*** Source material ***

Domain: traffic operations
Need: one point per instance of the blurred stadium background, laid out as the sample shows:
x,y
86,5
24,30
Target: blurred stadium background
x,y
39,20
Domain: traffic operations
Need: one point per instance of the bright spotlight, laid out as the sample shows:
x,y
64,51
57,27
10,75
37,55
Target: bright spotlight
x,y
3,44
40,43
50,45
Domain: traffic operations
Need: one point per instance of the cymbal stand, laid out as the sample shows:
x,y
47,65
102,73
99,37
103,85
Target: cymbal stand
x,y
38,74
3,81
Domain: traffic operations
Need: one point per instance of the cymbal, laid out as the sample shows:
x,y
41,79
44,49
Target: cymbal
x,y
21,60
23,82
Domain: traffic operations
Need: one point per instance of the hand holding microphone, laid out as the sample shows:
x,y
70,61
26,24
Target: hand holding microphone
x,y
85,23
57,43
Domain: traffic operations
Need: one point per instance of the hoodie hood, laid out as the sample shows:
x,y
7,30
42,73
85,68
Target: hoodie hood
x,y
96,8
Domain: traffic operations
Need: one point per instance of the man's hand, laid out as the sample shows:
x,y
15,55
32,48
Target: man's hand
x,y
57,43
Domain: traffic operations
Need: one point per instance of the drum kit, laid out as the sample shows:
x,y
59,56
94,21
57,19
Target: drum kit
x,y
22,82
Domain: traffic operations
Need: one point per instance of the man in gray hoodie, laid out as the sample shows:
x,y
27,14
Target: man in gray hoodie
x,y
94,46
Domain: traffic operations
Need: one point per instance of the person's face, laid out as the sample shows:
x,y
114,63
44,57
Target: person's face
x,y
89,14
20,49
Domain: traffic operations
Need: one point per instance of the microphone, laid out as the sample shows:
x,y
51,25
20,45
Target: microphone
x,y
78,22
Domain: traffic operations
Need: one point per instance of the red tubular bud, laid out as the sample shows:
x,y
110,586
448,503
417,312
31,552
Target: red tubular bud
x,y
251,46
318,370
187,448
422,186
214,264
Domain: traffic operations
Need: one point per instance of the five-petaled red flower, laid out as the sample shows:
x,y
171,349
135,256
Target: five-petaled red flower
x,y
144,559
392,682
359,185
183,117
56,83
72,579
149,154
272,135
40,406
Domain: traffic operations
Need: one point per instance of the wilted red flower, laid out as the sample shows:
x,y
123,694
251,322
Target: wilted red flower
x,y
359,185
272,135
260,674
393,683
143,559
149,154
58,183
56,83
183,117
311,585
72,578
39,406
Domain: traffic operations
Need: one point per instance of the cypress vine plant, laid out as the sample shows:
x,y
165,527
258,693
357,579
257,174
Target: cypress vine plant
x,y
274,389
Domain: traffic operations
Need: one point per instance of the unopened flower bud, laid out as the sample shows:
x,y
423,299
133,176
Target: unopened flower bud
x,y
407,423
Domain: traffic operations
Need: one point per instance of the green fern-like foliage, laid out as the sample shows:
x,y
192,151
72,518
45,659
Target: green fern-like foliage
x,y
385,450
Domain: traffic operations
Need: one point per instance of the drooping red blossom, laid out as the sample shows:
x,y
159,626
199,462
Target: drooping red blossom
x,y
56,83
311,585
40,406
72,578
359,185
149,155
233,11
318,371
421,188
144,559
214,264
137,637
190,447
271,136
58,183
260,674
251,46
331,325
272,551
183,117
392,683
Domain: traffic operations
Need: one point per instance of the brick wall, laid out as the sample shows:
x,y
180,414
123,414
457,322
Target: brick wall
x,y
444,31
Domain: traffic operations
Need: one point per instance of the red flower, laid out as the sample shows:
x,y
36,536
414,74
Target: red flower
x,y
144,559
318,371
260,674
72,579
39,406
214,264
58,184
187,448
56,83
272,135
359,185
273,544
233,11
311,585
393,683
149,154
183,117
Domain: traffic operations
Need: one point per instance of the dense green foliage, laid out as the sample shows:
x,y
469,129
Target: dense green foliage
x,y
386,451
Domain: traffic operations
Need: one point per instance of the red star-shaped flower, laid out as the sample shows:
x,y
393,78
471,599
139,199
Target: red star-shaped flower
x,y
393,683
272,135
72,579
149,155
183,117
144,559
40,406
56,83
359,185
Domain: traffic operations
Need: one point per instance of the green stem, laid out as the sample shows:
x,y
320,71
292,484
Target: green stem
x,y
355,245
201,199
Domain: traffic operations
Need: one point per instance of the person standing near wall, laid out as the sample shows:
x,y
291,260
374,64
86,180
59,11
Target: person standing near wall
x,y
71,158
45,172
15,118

*** End of Source material ***

• **Aim of the exercise**:
Return the full listing, character for character.

• **Task response**:
Domain: traffic operations
Need: one point per instance of the blurred stadium background, laid out as the sample shows:
x,y
86,5
24,30
Target: blurred stadium background
x,y
39,20
Domain: traffic operations
Need: one point per instance of the bright spotlight, laid out as the sample shows:
x,y
64,51
57,27
10,75
37,55
Target: bright spotlight
x,y
3,44
40,43
50,45
Domain: traffic operations
Need: one point per instance of the cymbal stand, laid out as the sample shows:
x,y
47,65
102,73
99,37
103,85
Target: cymbal stand
x,y
38,74
3,81
Domain: traffic operations
Need: one point per instance of the cymbal, laid out as the sample shows:
x,y
41,79
44,49
Target: cymbal
x,y
21,60
23,82
Domain: traffic operations
Need: one point per instance of the hand holding microphone, laid out as the sample shows:
x,y
70,61
26,24
Target: hand holding microphone
x,y
85,23
57,43
Domain: traffic operations
Need: one point per instance of the hoodie hood, laid out as the sample shows:
x,y
7,30
42,73
85,68
Target: hoodie hood
x,y
96,8
Domain: traffic operations
Need: one point per instance of the man's hand, laid out as the sample shows:
x,y
15,55
32,48
Target: man's hand
x,y
57,43
Domain: traffic operations
Need: one point per instance of the drum kit, laid out as the sample shows:
x,y
59,56
94,21
57,19
Target: drum kit
x,y
22,82
Domain: traffic operations
Need: one point per instance of the man in gray hoodie, laid out as the sample shows:
x,y
27,14
Target: man in gray hoodie
x,y
94,46
Domain: traffic operations
Need: one point per instance of the person's face, laid out as the sample shows:
x,y
114,63
44,57
Target: person's face
x,y
89,14
20,49
Domain: traffic operations
Need: one point per instance of the microphone, laid out as the sample shows:
x,y
51,25
20,45
Target: microphone
x,y
78,22
Domain: traffic operations
Need: one point per instance of the red tubular bud, laid out as the sample shows:
x,y
110,586
448,503
417,312
31,552
Target: red tubular bud
x,y
251,46
318,370
187,448
422,186
214,264
Domain: traffic operations
Need: one point per instance of the five-petaled red flower, laid out as the sample shows:
x,y
171,349
135,256
Target: five-petaled red flower
x,y
144,559
392,682
359,185
183,117
56,83
72,579
149,154
272,135
40,406
Domain: traffic operations
Need: one point per instance of the wilted red flower, laid out as the sample shows:
x,y
123,694
251,322
Target: wilted red flower
x,y
359,185
272,135
260,674
393,683
143,559
149,154
58,183
56,83
183,117
311,585
72,578
39,406
Domain: traffic operations
Need: one point per instance of the cypress vine plant, laid out as the sample shows:
x,y
165,527
258,693
357,579
257,174
Target: cypress vine plant
x,y
274,389
Domain: traffic operations
Need: one point per instance of the unopened flower bud, laid out as the sample shows:
x,y
423,299
133,176
Target: unopened flower bud
x,y
407,423
Domain: traffic operations
Need: one point per instance of the green fern-like foliage, laid out as the sample shows:
x,y
192,151
72,518
45,659
Target: green fern-like foliage
x,y
385,450
Domain: traffic operations
Need: one point per instance of the drooping red blossom, laid out as the sample shows:
x,y
159,626
199,462
Target: drooping red blossom
x,y
56,83
311,585
40,406
72,578
359,185
149,155
233,11
318,371
421,188
144,559
214,264
137,637
190,447
271,136
58,183
260,674
251,46
331,325
272,551
183,117
392,683
Domain: traffic operations
Need: one point per instance of the brick wall, laid out as the sample shows:
x,y
180,414
123,414
457,322
Target: brick wall
x,y
444,31
Domain: traffic operations
Need: one point per instance of the red flower, laid out as the sample shows:
x,y
36,536
414,74
Target: red flower
x,y
144,559
318,371
260,674
72,579
39,406
214,264
58,184
187,448
56,83
272,135
359,185
273,544
233,11
311,585
393,683
149,154
183,117
Domain: traffic operations
Need: one point per instance of the dense green foliage, laid out as the sample shows:
x,y
469,129
Target: dense green foliage
x,y
386,451
Domain: traffic operations
Need: one point per instance of the red star-shaped flower, laid out as the sample shows:
x,y
393,78
471,599
139,199
Target: red star-shaped flower
x,y
393,683
272,135
72,579
149,155
183,117
144,559
40,406
56,83
359,185
Domain: traffic operations
Need: one point per instance of the green stem, laid out as the sample shows:
x,y
320,71
292,484
Target: green stem
x,y
355,245
201,199
Domain: traffic operations
Need: one point per instance of the person standing near wall, laid out as the sample shows:
x,y
291,260
374,64
86,180
59,11
Target: person standing near wall
x,y
71,158
45,172
15,118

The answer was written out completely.